*** Selected passage Section Begins ***

Meanwhile, taxpayers may find themselves in limbo over timing decisions for their gifts to charity, as well as other tax-sensitive transactions, creating ongoing discussions with advisors about whether to pursue “bunching” strategies or instead to wait for more clarity on the legislative situation.



Big gifts are getting bigger. How does that change your conversations with your clients?

Ranging from $175 million to a whopping $15 billion, the 10 largest gifts to charity in 2021 may have caught your clients’ attention. Not only do philanthropic gifts seem to keep getting bigger, but the future looks bright, too, with more than $84 trillion projected to be handed down in what may be one of the largest intergenerational transfers of wealth in history. Although most of that money will flow to heirs, projections indicate that charities could receive as much as 14% (nine percent in the form of bequests and the rest as lifetime gifts to charity). 


As your Baby Boomer clients plan their estates, keep that 14% in mind, especially as philanthropists at all levels are becoming increasingly intent on making an immediate impact on important causes instead of leaving behind perpetual philanthropic structures. 


The community foundation can help you develop an impact-focused philanthropy plan for your clients, including helping your clients “reverse engineer” the philanthropy structures that will be most likely to result in the difference your clients want to make in the world. 


Keep an eye out for clients who match these characteristics: 


--Families who have started to talk with you about multi-generational participation in philanthropy but do not yet have any formalized plans.


--Families who have publicly demonstrated a commitment to three or more charitable organizations.


--Families who own a multi-generational family business such that corporate giving and enterprise legacy have become intertwined.


--Families in which members across multiple generations appear to be actively involved in philanthropy discussions.

  

The team at the community foundation has the depth and breadth of experience to help you in these instances, and much more. 



When giving hard-to-value assets, creativity–and caution–are critical in the digital age

For some of your clients, the thought of giving artwork to a museum or other charity might have crossed their minds. Otherwise, in the estate plan you’ll build for the art collector, the choices largely boil down either to selling the pieces, or giving them to family and loved ones during life or through a bequest.


It is imperative to understand the tax consequences of each disposition scenario as you advise your clients about their collectibles. For example, clients may not realize that the higher capital gains rate of 28% generally applies to artwork and other collectibles–not the 20% rate typically applicable to sales of other types of capital gains assets. And even this higher rate has been the subject of some tax reform discussions. 


Indeed, many clients would prefer to hold onto their art collections, rather than sell during their lifetimes, in order to take advantage of the step up in basis upon their deaths. 


Charitable giving is an option here, too, and your client can potentially avoid capital gains and estate taxes by donating artwork to a nonprofit organization. Be very careful, though, because the rules are different depending on the type of charity (e.g., a museum versus a foundation) and whether the charity’s use is related to its exempt purpose (e.g., a museum versus an animal shelter).

*** Selected passage Section Ends ***
*** Dataset entries Section Begins ***

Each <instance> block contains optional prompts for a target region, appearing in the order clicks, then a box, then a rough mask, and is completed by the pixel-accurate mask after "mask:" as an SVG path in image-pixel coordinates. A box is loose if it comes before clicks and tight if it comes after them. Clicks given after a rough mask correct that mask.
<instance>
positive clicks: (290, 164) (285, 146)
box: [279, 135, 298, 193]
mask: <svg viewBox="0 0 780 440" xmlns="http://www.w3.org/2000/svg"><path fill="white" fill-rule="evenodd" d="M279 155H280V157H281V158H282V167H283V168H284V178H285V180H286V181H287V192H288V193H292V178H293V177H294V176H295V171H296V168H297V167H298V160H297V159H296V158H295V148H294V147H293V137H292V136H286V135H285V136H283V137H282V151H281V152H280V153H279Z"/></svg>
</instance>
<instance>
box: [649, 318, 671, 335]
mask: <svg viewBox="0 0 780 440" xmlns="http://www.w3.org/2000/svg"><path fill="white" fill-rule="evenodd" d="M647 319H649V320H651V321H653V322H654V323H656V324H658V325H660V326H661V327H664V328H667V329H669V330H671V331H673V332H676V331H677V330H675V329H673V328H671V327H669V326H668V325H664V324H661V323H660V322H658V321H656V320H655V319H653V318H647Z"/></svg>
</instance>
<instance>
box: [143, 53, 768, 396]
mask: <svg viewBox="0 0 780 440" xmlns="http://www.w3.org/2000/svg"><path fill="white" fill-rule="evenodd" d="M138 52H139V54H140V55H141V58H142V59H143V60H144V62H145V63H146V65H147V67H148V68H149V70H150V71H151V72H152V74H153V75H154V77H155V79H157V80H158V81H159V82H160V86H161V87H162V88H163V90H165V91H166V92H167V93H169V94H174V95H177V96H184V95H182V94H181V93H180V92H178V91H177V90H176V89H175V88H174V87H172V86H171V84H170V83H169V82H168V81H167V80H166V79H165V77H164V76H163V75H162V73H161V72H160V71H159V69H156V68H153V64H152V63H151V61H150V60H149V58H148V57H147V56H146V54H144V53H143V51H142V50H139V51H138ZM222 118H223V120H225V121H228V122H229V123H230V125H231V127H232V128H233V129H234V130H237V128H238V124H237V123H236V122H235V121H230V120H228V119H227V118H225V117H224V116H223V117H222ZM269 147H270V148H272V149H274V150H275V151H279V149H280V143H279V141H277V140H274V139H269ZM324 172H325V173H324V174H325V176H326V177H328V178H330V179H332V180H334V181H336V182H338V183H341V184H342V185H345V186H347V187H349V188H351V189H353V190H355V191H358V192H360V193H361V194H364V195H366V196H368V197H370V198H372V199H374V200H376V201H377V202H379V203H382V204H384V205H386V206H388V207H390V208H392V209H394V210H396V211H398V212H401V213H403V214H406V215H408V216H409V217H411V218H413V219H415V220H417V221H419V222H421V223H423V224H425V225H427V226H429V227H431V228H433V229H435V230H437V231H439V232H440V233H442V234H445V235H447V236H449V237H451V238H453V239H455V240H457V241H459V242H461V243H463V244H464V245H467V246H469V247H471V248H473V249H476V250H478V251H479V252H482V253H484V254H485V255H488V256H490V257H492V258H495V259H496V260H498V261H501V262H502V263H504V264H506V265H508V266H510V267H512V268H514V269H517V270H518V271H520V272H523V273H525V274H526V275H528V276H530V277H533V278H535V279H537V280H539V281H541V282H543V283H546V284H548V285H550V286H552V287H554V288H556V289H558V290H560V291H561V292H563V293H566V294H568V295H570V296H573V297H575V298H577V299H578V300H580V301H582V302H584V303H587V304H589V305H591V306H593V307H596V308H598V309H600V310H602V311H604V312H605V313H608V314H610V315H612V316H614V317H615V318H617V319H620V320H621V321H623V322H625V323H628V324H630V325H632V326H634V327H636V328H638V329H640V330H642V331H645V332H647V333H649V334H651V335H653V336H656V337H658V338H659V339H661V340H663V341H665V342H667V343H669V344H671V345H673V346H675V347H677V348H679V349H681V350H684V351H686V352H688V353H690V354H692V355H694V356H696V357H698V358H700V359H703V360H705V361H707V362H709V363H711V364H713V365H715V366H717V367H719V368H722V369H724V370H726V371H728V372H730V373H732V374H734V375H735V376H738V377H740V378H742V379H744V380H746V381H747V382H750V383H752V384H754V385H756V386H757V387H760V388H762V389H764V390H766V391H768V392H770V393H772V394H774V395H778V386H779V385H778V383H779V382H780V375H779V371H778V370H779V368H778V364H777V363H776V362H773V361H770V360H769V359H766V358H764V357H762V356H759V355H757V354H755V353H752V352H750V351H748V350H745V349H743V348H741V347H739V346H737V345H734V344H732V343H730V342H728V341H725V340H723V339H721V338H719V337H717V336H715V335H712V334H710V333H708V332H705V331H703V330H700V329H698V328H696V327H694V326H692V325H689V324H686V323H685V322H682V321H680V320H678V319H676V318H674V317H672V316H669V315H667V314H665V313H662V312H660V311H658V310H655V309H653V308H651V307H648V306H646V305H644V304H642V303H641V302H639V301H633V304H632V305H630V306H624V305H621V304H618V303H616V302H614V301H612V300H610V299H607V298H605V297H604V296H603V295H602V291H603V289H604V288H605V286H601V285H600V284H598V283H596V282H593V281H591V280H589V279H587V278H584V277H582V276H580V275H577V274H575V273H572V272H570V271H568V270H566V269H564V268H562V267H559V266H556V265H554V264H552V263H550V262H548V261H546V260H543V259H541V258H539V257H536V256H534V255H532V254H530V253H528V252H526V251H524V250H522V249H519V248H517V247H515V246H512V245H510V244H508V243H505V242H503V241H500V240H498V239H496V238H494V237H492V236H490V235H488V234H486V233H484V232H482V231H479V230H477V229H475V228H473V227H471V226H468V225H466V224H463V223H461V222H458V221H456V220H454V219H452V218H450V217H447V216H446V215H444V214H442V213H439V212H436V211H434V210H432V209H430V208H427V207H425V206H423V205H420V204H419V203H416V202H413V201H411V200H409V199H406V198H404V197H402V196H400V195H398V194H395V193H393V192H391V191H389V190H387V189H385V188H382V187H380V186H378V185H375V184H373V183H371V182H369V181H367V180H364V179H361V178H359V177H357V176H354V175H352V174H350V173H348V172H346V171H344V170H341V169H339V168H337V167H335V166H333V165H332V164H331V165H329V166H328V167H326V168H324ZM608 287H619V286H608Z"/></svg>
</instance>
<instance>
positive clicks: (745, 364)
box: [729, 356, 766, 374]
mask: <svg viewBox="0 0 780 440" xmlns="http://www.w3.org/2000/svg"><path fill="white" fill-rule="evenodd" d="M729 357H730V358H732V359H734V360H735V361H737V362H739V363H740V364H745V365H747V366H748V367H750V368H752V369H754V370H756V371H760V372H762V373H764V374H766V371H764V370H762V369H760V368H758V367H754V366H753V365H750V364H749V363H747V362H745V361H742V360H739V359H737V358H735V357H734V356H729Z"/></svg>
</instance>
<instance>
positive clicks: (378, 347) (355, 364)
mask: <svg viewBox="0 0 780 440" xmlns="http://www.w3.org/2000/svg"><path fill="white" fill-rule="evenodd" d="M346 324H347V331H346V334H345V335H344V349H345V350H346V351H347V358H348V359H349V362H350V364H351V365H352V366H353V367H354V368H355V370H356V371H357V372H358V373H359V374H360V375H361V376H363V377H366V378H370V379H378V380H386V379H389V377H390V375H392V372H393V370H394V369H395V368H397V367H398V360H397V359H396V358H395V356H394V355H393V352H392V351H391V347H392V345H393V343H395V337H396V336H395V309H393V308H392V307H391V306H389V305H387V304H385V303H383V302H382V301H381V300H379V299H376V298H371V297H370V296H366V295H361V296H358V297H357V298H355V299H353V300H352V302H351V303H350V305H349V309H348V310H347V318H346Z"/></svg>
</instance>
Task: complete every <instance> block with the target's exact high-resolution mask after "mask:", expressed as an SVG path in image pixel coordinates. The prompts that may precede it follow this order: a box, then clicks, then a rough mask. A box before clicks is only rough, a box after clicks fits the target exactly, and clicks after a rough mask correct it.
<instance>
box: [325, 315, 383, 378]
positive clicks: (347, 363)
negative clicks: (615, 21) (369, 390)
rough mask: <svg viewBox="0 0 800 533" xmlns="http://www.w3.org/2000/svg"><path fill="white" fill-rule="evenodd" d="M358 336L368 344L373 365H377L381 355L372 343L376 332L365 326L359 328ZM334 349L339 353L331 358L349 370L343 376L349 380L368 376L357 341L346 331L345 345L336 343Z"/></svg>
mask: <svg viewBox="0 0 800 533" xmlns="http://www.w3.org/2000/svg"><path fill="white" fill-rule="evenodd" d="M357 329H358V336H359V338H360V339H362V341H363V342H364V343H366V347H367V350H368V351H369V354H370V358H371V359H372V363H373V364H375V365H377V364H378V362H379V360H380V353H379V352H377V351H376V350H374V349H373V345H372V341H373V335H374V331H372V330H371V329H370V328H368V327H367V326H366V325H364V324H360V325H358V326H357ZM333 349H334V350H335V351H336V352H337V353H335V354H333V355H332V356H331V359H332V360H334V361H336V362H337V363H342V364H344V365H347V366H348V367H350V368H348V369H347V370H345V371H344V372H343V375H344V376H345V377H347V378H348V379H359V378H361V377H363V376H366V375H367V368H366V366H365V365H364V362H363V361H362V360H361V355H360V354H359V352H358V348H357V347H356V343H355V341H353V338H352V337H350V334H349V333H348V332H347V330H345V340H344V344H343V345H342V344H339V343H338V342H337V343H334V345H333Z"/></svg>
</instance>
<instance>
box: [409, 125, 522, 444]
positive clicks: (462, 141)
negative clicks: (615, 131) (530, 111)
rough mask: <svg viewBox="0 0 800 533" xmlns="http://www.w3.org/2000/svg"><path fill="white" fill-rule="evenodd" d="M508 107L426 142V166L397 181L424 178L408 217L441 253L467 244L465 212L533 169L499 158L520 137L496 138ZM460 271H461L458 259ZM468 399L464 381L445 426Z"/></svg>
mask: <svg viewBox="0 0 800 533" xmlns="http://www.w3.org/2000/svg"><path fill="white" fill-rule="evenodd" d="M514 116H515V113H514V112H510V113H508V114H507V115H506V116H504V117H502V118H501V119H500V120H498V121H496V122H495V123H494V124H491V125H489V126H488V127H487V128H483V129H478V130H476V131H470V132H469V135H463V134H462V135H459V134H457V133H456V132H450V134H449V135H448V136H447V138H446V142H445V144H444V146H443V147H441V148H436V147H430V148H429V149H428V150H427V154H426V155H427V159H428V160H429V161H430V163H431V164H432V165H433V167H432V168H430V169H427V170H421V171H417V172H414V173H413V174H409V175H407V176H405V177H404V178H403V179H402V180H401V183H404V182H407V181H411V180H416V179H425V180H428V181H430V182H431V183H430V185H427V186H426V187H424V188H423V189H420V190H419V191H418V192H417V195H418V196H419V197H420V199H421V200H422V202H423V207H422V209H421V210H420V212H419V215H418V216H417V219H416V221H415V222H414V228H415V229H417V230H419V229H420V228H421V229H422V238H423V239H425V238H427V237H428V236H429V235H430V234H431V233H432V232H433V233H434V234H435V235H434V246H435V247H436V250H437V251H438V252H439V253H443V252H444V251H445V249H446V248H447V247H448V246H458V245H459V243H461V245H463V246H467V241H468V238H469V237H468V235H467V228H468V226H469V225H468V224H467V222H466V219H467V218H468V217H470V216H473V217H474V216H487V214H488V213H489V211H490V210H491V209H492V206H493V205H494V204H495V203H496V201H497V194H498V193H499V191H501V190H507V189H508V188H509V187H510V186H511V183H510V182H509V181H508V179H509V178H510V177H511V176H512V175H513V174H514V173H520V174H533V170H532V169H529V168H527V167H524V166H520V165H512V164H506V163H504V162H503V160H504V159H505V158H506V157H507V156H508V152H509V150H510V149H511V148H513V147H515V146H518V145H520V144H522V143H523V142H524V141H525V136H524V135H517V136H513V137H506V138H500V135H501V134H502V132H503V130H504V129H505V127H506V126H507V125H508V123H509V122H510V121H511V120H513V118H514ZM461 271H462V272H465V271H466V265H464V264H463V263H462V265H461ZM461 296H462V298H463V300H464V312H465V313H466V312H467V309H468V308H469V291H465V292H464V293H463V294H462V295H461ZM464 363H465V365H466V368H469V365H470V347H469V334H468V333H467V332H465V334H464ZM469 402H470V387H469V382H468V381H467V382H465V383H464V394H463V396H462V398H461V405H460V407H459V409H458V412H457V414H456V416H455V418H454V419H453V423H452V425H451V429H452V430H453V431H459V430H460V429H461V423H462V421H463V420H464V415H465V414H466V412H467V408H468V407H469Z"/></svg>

*** Dataset entries Section Ends ***

**What this exercise asks**
(a) Copy the part of the charitable giving text from "Meanwhile, taxpayers may" to "the legislative situation." word for word.
(b) Answer these from the charitable giving text:
(i) What range did the 10 largest gifts to charity in 2021 span?
(ii) What capital gains rate generally applies to artwork and other collectibles?
(iii) Up to what share of the projected wealth transfer could charities receive?
(c) Write the next part of the charitable giving text, picking up after its final sentence.

**Answers to this exercise**
(a)
Meanwhile, taxpayers may find themselves in limbo over timing decisions for their gifts to charity, as well as other tax-sensitive transactions, creating ongoing discussions with advisors about whether to pursue “bunching” strategies or instead to wait for more clarity on the legislative situation.

(b)
(i) From $175 million to $15 billion.
(ii) 28%.
(iii) As much as 14%.

(c)
So, what happens if your client wants to give an NFT to charity? Which rules apply–the usual rules for non-cash assets, or the rules for donating artwork? The law is equal parts emerging, fascinating, and intricate! As IRS guidance emerges–and similar to the tax treatment of gifts of art collections–the proper tax treatment likely will hinge on factors such as how the NFT will be used, whether the donor is a “creator,” and whether the NFT is marketable and easily converted to cash. 


The team at the community foundation thrives on complex giving opportunities. Whether your clients’ estates include artwork, digital assets, real estate, or closely-held stock, please reach out. We’d love to help you evaluate the options for achieving both your clients’ tax goals and charitable planning goals. 

What's trendy among charitable clients? It may surprise you.

“The simplification of anything is always sensational.”

Gilbert K. Chesterton

 

Attorneys, accountants, and financial advisors tell us it’s getting harder to discern what’s relevant to their charitable planning work and they appreciate email updates like ours that are curated to cover the bases. 

 

As always, our team builds this newsletter so that you can skim the material in 5 minutes or less to see what catches your eye. We provide links for further reading. You might even find a few of the resources suitable to share with your clients.  

 

This issue features updates in three areas:

 

  1. Trends that inform what your clients are thinking even if they aren’t saying it

  2. Pending legislation that could impact charitable giving strategies

  3. Recent IRS actions illuminating charitable tax planning pitfalls

 

Please contact us directly if we can be of assistance as you serve your philanthropic clients.  

 

Trends that inform what your clients are thinking even if they aren't saying it

Hot off the press, the 2021 Bank of America Study of Philanthropy: Charitable Giving by Affluent Households confirms that wealthy families are as committed as ever to the nonprofit sector and community causes. Of the 1,626 households surveyed with annual income of at least $200,000 or a net worth of at least $1 million (not counting a primary residence), 88% gave to at least one charity in 2020. Indeed, average giving by this demographic grew to $43,195 from $29,269--a 48% increase--between 2017 and 2020. 

The motivations and preferences behind that giving are also changing. Here’s how: 

—For the first time, affluent donors care as much about supporting the issues (44%) as they care about supporting the nonprofit organizations themselves (45%). In the past, most affluent donors have put far more weight on the organization when considering charitable giving options. 

—The issues themselves are shifting, too. For example, more than 20% of affluent households supported social and racial justice causes, and impact investing nearly doubled, during the period covered by the study. 

—Diverse donors and younger donors are beginning to prefer structured giving vehicles, such as donor-advised funds, over direct giving to operating charities.

—Affluent volunteers give twice as much as affluent people who don’t volunteer. 

—Affluent philanthropists are becoming more vocal about the challenges they face when making charitable giving decisions, notably:

  • Figuring out what causes they care about and where to make donations to support those causes (40%)

  • Figuring out a charitable giving budget and how much they can afford to give (32%)

  • Figuring out how to measure the results of their giving to be sure it’s making a difference (24%)

What most affluent households are not worried about, however, according to the study, are potential changes to the income tax rules. Indeed, 78% say their giving levels would stay the same or even increase if they could not deduct contributions.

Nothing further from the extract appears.